The task
In the passage on Allende's novels and related books, why does the woman's true love in Like Water for Chocolate marry her sister? Answer in one to three sentences.

Document segment
------------------------------------------------------------------------

In her 1987 novel, Eva Luna, Allende narrates the tale of a woman who uses storytelling to navigate a politically unstable Latin American society. Set in a country resembling Venezuela, it follows the orphan Eva Luna as she survives and eventually finds success and fulfillment as a television scriptwriter. Several of Eva Luna's stories are recounted separately in another collection, The Stories of Eva Luna (1990).
Allende's novel The House of the Spirits is frequently compared to the works of Colombian Nobel laureate Gabriel García Márquez. His most renowned book is the 1968 masterpiece One Hundred Years of Solitude, which chronicles multiple generations of the Buendía family and their impact on the small town of Macondo.
García Márquez is also a distinguished journalist. In 1986, he published Clandestine in Chile, a non-fiction account detailing an exile's return to Chile during General Pinochet's regime.
Another enchanting story of thwarted love is Mexican novelist Laura Esquivel's acclaimed Like Water for Chocolate (1989), which centers on a woman whose true love marries her sister to remain close to her. Both the novel and its film adaptation achieved worldwide success.
American author Alice Hoffman also weaves tales blending the magical with the mundane. Her 1995 novel Practical Magic, adapted into a 1998 film starring Nicole Kidman and Sandra Bullock, narrates the story of two sisters whose mystical abilities often create more problems than they solve.
Edward Boorstein's 1977 work Allende's Chile: An Inside View is a nonfiction, albeit partisan, account of Salvador Allende's government. Boorstein, who worked for Allende's administration and lived in Santiago during many of the pro- and anti-government demonstrations, writes from a Leftist perspective, examining the influence of corporate and U.S. interests in the downfall of Allende and his party.

------------------------------------------------------------------------

Record list
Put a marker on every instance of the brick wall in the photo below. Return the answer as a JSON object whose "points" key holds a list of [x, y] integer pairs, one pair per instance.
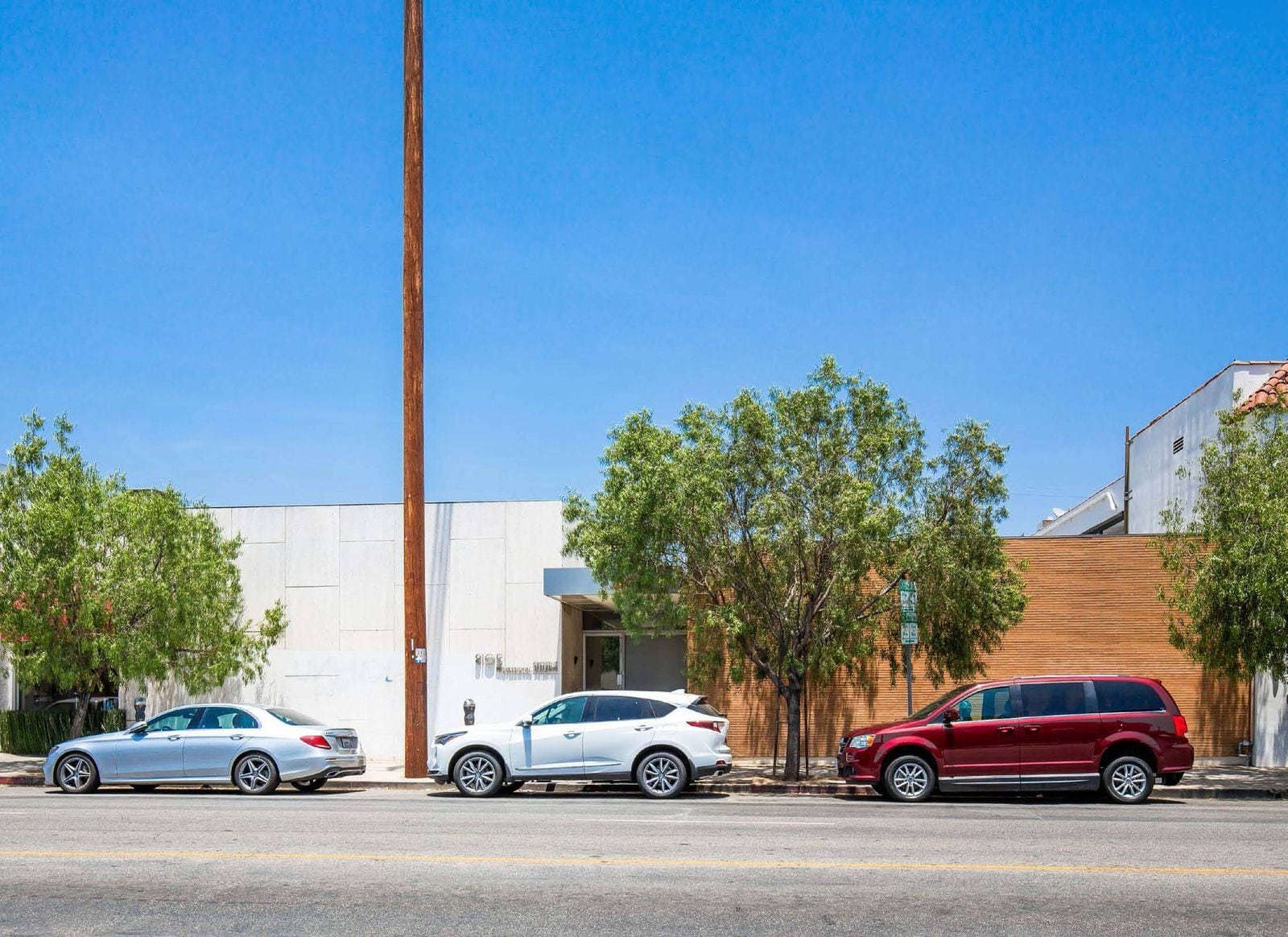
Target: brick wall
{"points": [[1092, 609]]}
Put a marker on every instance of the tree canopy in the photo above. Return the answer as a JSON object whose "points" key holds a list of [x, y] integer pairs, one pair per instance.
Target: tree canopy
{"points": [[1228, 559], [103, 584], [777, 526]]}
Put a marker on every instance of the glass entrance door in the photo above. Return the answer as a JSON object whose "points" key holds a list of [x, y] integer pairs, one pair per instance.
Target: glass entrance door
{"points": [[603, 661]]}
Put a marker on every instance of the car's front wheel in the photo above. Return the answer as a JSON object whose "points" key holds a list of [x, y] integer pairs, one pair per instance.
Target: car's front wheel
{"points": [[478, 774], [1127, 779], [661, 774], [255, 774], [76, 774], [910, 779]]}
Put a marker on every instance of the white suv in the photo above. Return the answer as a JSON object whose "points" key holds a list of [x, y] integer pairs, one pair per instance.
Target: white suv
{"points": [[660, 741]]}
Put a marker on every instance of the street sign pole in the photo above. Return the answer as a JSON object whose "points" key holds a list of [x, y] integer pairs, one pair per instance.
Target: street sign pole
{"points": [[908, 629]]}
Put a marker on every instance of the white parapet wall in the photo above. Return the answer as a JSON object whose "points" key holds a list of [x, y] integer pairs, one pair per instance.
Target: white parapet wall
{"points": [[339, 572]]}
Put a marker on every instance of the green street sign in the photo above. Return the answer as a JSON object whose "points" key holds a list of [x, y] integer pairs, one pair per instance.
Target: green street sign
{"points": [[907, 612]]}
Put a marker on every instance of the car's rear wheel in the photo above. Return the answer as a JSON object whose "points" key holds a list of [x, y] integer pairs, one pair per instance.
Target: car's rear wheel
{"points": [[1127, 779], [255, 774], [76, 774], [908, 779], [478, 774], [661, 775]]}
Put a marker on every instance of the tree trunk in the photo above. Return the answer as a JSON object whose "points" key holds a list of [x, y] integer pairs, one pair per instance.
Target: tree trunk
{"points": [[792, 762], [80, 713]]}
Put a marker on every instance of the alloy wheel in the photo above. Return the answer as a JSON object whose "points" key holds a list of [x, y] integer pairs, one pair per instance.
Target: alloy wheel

------------------------------------------------------------------------

Solution
He marries her sister so that he can remain close to the woman he truly loves.